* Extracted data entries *
━━━━━━━━━━━━━━━━━━━━━━━━━━━━━━
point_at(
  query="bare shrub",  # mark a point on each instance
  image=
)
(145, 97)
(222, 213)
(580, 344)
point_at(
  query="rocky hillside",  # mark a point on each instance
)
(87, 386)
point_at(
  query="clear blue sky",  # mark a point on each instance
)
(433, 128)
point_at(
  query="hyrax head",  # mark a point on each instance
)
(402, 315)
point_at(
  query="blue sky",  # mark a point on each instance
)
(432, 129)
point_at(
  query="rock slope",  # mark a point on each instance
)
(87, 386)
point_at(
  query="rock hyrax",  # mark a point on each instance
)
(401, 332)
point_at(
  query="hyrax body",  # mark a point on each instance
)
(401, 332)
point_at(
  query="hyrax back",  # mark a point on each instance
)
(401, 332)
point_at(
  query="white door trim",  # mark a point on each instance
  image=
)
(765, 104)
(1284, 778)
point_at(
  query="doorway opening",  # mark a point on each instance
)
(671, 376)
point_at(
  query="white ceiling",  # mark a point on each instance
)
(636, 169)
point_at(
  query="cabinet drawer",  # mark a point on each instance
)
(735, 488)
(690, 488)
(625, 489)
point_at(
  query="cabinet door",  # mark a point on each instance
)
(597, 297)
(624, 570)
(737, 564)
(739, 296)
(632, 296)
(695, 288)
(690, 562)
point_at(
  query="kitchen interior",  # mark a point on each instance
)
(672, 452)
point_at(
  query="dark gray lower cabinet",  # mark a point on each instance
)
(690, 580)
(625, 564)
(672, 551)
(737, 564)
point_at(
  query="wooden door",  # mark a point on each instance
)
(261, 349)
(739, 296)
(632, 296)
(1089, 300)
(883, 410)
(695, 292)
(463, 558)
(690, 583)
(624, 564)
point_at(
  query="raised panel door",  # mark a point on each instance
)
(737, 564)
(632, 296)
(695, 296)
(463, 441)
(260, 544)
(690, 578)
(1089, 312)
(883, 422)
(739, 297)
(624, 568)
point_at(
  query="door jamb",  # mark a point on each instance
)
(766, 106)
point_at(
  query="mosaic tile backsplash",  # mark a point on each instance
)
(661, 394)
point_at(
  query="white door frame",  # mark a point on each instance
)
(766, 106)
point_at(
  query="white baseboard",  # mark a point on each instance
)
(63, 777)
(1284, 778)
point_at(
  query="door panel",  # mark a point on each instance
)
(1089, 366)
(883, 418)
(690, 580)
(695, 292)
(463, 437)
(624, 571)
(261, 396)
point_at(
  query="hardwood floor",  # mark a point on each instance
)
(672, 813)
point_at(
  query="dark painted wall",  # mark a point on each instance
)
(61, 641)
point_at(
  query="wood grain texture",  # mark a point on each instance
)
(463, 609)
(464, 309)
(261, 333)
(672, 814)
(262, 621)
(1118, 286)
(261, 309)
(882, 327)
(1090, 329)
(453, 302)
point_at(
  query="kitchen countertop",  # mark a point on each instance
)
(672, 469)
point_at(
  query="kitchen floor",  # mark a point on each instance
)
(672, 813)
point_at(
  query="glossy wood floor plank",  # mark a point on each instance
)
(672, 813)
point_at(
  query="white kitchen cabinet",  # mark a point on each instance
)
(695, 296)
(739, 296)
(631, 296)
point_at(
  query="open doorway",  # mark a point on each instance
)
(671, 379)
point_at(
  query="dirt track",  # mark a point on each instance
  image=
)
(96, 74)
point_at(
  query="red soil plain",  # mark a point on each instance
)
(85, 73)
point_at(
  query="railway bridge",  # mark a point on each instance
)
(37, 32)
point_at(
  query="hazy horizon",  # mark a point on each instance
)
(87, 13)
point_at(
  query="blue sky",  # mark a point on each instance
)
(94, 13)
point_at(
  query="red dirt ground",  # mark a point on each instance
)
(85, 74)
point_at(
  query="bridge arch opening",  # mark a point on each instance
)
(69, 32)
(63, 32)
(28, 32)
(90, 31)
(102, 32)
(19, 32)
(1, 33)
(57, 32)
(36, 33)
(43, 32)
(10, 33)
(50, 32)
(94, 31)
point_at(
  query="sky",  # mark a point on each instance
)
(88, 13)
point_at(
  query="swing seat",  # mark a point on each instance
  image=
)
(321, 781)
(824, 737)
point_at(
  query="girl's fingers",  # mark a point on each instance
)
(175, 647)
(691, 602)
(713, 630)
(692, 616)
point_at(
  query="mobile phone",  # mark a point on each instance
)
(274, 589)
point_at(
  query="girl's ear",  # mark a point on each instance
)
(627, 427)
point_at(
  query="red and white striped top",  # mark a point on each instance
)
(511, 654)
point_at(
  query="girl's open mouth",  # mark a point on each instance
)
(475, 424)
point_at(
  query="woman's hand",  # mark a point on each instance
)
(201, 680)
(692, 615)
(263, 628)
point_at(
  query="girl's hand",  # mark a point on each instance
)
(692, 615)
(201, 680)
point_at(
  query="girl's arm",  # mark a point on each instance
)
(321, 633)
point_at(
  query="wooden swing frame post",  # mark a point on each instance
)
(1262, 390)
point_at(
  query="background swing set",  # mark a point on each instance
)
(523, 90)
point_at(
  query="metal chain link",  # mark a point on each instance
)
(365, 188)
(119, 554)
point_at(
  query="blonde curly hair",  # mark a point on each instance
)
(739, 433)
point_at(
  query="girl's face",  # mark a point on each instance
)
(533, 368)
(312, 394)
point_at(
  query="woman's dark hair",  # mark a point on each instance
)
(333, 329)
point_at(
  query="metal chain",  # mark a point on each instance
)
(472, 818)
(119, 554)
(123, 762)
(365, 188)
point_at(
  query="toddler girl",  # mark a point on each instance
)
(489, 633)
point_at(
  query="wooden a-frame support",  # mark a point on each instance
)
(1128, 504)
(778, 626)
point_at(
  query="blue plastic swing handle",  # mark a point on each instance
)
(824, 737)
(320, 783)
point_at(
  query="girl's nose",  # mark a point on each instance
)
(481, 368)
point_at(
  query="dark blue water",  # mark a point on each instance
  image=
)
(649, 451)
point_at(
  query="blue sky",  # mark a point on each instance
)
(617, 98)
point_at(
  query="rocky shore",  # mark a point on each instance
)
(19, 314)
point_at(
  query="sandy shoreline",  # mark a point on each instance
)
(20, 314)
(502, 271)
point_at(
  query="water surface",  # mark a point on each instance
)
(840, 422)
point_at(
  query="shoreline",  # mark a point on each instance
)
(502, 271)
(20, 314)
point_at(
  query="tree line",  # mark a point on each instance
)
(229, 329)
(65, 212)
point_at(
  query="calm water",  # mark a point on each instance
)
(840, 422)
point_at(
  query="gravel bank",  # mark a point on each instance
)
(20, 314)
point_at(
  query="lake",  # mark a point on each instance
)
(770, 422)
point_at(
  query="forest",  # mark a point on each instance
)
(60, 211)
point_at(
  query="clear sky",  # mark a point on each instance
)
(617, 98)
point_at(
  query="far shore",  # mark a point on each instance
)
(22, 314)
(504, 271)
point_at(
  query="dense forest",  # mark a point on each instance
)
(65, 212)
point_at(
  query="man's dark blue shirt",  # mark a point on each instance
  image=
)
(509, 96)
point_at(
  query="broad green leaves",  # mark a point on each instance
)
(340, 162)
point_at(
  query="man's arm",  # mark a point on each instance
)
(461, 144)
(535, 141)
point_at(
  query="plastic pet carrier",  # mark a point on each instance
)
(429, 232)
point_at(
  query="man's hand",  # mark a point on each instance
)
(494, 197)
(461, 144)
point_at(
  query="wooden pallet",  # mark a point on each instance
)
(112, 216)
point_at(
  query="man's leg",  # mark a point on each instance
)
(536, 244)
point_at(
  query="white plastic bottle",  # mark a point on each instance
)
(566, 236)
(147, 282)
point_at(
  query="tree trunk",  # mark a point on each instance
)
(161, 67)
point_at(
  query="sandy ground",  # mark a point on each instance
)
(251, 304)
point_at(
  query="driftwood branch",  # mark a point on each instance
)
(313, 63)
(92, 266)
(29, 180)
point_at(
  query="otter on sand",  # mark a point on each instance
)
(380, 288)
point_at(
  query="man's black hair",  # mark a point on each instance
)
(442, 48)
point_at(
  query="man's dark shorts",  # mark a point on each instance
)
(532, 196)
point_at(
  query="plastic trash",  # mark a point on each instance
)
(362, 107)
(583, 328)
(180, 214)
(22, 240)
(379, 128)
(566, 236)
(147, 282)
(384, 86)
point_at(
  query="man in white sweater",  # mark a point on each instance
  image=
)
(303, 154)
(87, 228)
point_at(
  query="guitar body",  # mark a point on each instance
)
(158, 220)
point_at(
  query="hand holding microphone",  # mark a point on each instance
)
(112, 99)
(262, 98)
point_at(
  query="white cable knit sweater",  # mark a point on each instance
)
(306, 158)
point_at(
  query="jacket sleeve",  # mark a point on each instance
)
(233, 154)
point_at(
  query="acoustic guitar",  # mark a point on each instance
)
━━━━━━━━━━━━━━━━━━━━━━━━━━━━━━
* Exercise *
From the data, collect all lines where the string "opening" appears.

* Written answer *
  query="doorway opening",  # mark a point on each instance
  query="bridge arch opening",  # mark a point on each instance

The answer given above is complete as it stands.